[Records of labeled points]
- - - -
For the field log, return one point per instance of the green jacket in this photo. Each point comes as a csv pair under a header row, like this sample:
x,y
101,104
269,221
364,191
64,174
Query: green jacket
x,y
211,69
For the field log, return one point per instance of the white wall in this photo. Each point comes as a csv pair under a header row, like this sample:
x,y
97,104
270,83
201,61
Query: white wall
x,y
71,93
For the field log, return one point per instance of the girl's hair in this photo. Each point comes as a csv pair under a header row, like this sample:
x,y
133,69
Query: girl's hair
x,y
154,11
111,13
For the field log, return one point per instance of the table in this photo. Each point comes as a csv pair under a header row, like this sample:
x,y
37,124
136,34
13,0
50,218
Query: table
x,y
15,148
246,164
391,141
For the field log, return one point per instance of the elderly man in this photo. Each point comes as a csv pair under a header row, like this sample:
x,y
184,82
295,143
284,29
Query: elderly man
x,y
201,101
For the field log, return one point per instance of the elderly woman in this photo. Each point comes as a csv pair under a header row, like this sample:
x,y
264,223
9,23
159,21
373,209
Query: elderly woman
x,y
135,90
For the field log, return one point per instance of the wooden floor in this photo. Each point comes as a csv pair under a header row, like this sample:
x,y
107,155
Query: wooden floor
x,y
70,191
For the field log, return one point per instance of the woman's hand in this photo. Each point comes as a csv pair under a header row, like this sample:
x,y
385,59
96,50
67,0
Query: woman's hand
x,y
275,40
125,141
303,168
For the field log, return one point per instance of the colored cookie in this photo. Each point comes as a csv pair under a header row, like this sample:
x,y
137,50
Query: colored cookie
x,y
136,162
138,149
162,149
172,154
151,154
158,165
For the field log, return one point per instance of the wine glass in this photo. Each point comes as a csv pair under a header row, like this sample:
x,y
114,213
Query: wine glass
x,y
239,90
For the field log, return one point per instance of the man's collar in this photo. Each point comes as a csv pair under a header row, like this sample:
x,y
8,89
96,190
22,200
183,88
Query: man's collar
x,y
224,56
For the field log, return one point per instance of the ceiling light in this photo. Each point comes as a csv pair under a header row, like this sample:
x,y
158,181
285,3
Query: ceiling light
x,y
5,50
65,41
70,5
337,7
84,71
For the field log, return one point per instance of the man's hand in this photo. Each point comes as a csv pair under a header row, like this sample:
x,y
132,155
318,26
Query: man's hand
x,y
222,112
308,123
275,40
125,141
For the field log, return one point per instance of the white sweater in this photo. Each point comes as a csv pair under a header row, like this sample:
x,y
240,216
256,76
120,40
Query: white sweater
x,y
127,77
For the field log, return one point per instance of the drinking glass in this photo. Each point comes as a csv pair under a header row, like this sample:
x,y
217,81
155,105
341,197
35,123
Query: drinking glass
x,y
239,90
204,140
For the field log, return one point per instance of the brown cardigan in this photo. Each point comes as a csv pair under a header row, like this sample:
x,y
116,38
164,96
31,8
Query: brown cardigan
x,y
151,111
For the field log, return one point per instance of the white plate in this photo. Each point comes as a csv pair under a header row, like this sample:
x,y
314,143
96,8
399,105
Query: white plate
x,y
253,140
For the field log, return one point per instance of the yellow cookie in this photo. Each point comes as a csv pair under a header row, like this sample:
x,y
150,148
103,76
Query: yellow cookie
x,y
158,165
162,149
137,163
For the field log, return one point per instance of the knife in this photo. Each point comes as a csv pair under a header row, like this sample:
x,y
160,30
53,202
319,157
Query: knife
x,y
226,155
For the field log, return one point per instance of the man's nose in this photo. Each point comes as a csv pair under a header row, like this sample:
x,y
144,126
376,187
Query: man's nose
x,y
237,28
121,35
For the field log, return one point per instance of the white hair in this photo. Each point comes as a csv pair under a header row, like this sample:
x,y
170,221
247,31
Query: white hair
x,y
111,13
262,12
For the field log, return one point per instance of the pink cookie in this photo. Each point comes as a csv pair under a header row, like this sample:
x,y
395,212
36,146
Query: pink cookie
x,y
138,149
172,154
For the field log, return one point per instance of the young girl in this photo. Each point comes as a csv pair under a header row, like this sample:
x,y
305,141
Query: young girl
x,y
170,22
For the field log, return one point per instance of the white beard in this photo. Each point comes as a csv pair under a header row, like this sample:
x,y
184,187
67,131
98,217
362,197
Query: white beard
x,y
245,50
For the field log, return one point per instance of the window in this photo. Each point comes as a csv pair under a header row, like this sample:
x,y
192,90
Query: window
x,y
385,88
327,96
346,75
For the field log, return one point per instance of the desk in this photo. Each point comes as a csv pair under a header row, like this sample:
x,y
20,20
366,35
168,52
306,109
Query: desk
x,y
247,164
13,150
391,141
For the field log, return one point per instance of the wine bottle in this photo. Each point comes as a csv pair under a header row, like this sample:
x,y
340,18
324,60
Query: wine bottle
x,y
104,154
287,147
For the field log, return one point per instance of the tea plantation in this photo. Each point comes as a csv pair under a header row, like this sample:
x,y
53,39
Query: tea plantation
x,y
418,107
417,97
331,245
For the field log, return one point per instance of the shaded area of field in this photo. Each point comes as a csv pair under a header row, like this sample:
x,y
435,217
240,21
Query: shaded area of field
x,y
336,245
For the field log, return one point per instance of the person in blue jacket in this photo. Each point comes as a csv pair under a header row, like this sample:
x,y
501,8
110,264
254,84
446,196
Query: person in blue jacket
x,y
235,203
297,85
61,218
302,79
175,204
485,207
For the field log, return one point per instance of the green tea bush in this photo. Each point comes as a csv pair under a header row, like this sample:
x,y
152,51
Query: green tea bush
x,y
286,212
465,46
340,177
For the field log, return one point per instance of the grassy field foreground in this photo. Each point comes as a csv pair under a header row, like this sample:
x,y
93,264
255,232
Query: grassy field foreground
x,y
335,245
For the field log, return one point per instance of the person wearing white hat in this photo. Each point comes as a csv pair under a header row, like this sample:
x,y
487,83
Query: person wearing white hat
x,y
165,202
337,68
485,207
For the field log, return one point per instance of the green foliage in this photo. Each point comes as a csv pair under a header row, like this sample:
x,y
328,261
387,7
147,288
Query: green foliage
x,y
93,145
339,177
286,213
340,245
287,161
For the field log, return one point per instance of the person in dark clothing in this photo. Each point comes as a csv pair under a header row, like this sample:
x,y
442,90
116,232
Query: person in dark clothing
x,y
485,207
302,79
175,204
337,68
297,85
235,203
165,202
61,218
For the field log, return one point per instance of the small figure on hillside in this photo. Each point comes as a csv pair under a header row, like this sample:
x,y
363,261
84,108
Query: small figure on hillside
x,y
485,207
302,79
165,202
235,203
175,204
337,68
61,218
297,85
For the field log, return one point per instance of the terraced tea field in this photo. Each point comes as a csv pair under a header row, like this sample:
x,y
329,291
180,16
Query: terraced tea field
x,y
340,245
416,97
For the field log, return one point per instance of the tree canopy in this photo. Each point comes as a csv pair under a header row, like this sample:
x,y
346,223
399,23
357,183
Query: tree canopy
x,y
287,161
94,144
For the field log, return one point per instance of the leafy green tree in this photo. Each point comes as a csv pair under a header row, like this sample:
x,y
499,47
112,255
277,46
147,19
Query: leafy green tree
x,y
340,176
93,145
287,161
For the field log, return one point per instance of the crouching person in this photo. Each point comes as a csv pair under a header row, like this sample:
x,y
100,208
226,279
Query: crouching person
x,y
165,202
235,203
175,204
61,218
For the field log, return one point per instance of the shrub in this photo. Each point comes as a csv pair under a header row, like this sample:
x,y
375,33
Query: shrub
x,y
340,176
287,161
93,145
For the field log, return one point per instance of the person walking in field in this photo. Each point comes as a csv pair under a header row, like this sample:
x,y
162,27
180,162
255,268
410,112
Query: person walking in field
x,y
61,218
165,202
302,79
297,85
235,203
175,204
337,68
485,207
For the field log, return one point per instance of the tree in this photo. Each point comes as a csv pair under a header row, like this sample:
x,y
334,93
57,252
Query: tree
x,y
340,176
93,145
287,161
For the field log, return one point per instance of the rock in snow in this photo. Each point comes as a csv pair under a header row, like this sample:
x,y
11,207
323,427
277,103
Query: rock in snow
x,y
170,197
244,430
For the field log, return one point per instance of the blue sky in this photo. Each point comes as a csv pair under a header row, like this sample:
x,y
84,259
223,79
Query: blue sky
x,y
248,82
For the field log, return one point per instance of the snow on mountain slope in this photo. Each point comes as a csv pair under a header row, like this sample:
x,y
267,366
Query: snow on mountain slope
- - - -
[EXERCISE OBJECTIVE]
Each line from the one containing "of the leafy" to the end of the records should be echoed exactly, and no other line.

[RESULT BELOW]
For the field log, return one point per instance of the leafy green tree in this photo. Each point comes as a csv pair under a header row, like this sample:
x,y
499,47
112,255
277,46
147,19
Query: leafy green tree
x,y
340,176
93,145
287,161
For the field log, return one point per instance of the crouching person in this photo. Each point comes as a csv pair under a header row, like this sample:
x,y
100,208
226,279
Query: crouching person
x,y
165,202
235,203
175,204
61,218
For the field log, return one point per instance of the shrub in this photo. Each point comes as a csv pair under a header row, like this sample:
x,y
375,33
Query: shrub
x,y
340,176
287,161
93,145
For the field log, return one point per instance of the person walking in field in this photo. Each point comes as a csv pair under a header row, like this sample:
x,y
162,27
180,162
255,268
410,112
Query: person walking in field
x,y
61,218
165,202
302,79
297,85
235,203
175,204
337,68
485,207
For the field log, return one point per instance of the tree in this photo. Each point comes as a csv pair under a header row, like this sample:
x,y
334,93
57,252
Query: tree
x,y
340,176
93,145
287,161
For the field log, return one point per instance of the rock in snow in this photo. Each point comes as a csv pair under a header row, like this sample:
x,y
11,207
323,427
277,103
Query: rock in snow
x,y
170,197
244,430
For the field log, return one point per instance of the blue sky in this photo. Each point comes as a csv pair under a header row, like this sample:
x,y
84,259
223,79
Query: blue sky
x,y
248,82
For the field log, return one point per instance of the snow on mountain slope in this photo. Each point comes as a csv pair under a header row, like this sample:
x,y
267,366
Query: snow on mountain slope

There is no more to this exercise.